Objective =>
Extract each line in the material below that contains the word "window".
++++ Data for this task ++++
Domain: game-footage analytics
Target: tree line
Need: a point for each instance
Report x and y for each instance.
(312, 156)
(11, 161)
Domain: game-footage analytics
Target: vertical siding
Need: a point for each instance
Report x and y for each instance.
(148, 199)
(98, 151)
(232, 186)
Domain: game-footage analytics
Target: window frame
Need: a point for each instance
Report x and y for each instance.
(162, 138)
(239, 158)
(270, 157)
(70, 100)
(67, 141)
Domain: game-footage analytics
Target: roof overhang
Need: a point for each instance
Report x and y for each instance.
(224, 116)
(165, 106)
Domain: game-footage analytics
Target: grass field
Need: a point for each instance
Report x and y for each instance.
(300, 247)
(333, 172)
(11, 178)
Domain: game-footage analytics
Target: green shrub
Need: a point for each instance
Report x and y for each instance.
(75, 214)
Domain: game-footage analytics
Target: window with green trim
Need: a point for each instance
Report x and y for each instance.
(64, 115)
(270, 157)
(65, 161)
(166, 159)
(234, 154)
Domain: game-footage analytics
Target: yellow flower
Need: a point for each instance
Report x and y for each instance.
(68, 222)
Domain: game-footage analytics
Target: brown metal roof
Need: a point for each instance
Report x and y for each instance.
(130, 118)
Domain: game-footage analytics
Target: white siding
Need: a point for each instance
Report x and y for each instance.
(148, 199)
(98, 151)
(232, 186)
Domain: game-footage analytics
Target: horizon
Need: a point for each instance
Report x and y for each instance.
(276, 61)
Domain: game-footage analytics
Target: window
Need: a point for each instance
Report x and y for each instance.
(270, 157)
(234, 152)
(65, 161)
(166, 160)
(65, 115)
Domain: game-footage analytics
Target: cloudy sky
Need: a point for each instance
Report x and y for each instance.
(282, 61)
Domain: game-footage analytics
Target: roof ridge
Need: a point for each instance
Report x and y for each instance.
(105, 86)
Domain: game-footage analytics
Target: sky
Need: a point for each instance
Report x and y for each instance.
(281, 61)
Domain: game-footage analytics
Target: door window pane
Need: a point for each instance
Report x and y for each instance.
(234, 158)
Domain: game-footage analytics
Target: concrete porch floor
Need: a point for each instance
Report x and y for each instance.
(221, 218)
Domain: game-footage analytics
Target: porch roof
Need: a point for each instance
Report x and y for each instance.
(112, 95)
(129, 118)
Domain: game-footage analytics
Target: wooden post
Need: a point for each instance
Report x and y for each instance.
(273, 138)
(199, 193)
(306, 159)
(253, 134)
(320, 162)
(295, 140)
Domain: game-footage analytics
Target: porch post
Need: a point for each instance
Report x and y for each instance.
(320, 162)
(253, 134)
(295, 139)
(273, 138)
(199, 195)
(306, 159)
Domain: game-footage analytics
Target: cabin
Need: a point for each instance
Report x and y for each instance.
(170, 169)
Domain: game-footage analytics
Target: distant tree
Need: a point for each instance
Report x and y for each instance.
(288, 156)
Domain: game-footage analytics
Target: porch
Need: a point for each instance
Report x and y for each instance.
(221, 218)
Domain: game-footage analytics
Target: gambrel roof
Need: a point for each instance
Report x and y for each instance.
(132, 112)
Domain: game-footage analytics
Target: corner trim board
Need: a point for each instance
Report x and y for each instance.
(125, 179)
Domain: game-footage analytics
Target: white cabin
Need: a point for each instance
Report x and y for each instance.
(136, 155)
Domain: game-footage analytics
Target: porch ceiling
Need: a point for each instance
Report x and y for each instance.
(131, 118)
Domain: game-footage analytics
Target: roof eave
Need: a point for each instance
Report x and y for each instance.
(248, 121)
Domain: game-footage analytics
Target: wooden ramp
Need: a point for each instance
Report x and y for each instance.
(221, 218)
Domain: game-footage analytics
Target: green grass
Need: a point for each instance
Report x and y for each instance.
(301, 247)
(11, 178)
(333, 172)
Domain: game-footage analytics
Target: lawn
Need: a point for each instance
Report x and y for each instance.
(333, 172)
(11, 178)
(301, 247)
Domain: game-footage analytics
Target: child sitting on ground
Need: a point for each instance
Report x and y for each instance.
++++
Final result =>
Target: window frame
Target: window with green trim
Target: window
Target: door window pane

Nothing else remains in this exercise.